NASSAU, BAHAMAS — Baha Mar President Graeme Davis yesterday encouraged the government to do its part and “act fairly” toward Baha Mar employees over National Insurance Board (NIB) unemployment benefits, which numerous employees have reported not receiving in many weeks.
Davis, who appeared as a guest on ILTV’s Beyond The Headlines with host Clint Watson, said he would like for Prime Minister Dr Hubert Minnis to intervene on the matter.
“Look, I understand the government’s perspective, but clearly we have been making ex gratia payments since we closed the resort on March 25. We made a commitment to all of our associates that we would pay an ex gratia payment, a significant percentage of their salary, while we have been closed throughout the summer; through the extensions of the unemployment benefits, right up to where we are today — we are paying ex gratia payments to all of our associates.”
According to Davis, the resort has paid over $70 million during the period of closure to make a “significant impact” to support employees and communities.
The Baha Mar president said he was unaware of any other private company in The Bahamas that has made a commitment that the resort has.
He said the resort will continue to make ex gratia payments to employees through the new year while certain properties remain closed.
“Ever since we closed, we supplied a list of our associates to the NIB and they have been giving payments ever since we closed, so they have had our list from day one,” Davis said.
“What they are trying to do now is not give the NIB benefit to our associates by deducting what we’re giving to them in ex gratia and I believe it’s unfair.
“Our associates should get the NIB payment like any other private companies and associates are being given, and on top of that, we’re giving an ex gratia payment on top of the NIB payment.
“So, we’re making it clear to NIB and to the government that they should do their part and treat our employees fairly and pay the NIB benefit, the unemployment benefit through the Ministry of Finance and NIB.
“We have given them a list; they’ve had the list from day one.”
Davis acknowledged it is the government’s decision to only supplement Baha Mar’s ex gratia payment up to $100, but said he believes it is unfair.
He added: “We are creating an additional incentive and support to our associates by giving them this ex gratia payment on top and I don’t believe it should be deducted — the unemployment benefit from what we are paying. They should be getting both. What should happen is they should get paid, whether they get paid the full amount or whether they get paid the partial amount, they should get paid and they have the list.”

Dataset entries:
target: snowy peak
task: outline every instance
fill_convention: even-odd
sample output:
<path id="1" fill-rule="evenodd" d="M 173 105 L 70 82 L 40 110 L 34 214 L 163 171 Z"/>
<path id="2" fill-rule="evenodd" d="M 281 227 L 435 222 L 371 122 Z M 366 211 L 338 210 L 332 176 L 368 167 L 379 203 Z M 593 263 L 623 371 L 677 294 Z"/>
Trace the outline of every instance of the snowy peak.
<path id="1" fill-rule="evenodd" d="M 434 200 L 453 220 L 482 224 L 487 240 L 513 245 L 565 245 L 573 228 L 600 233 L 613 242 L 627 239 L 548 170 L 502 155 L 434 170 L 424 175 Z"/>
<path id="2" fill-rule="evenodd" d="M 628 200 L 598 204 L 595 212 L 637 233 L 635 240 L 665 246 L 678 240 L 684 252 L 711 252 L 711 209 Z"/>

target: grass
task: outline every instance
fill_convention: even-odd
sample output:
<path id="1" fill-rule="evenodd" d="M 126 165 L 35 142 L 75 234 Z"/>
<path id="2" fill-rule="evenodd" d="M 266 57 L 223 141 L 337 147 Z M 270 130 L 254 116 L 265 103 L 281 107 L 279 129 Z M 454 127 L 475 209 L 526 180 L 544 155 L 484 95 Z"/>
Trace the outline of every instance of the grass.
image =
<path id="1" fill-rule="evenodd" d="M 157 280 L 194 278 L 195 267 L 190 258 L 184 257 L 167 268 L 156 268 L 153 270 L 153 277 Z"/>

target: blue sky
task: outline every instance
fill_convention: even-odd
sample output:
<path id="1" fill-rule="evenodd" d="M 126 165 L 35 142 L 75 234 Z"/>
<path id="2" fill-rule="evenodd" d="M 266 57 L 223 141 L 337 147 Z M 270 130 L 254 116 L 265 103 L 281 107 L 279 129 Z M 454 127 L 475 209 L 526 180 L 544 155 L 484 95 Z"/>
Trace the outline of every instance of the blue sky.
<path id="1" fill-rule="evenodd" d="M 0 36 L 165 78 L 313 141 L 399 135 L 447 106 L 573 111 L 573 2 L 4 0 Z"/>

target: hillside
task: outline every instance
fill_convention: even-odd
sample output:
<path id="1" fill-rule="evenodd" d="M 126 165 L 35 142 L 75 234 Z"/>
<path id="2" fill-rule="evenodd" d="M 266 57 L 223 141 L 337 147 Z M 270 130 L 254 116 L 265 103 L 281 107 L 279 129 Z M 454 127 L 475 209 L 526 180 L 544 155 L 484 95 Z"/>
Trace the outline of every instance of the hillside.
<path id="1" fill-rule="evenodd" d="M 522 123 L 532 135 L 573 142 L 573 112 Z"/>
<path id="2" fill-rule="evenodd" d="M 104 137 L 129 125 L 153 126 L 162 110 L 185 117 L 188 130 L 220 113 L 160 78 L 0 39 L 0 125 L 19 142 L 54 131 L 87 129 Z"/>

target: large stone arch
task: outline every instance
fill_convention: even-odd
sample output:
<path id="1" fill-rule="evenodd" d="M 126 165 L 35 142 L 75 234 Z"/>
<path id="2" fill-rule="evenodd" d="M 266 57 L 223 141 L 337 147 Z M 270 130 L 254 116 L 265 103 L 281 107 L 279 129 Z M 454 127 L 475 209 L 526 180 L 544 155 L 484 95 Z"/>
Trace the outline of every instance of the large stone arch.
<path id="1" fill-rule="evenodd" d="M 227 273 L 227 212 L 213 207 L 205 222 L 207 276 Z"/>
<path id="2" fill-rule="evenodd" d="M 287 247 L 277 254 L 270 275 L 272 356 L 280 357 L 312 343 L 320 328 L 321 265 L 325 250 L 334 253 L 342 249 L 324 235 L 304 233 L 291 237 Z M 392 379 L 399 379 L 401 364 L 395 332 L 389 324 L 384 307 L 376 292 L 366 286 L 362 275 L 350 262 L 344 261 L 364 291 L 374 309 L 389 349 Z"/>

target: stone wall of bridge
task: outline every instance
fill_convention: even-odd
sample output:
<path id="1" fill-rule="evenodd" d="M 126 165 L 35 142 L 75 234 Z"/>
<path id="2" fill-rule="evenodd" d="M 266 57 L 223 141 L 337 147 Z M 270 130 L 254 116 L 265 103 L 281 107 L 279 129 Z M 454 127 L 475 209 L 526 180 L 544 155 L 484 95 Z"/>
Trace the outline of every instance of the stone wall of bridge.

## Instructions
[1] According to the Baha Mar article, how much has the resort paid during its period of closure?
[2] Continue the Baha Mar article on NIB unemployment benefits, starting after its final paragraph.

## Responses
[1] Over $70 million.

[2]
Davis said the resort resubmitted the list of associates to the government this week.
To employees, Davis encouraged them to “stay strong, persevere”.
“We are doing everything we can; we have been doing everything we can since we closed on March 25 to support our associates,” he said.
“We have provided a list from day one of our closure to the government.
“They have supported you and we applaud the government supporting, and extending these benefits.
“So, the government has done a tremendous job in providing those unemployment benefits from day one.
“We encourage the government to continue to do it as quickly as possible.”
Davis said the resort will continue working with NIB and the government to ensure employees get “whatever the most is possible for them to support them during these very difficult times”.
Asked whether the prime minister ought to intervene, Davis said: “I would love to have the prime minister intervene”, noting that while he spoke with former Minister of Finance Peter Turnquest “he is no longer with us”.
“I asked him to intervene and he was going to look into it and he’s of course left,” Davis said.
“I am doing everything I can. We are all doing everything we can at Baha Mar to support the associates. We ask them to stay strong and persevere.”
The resort plans to open in phases beginning next week Thursday.
Davis said the resort looks forward to the COVID-19 situation getting under control in US markets in the future and the possibility of inviting more employees back to work.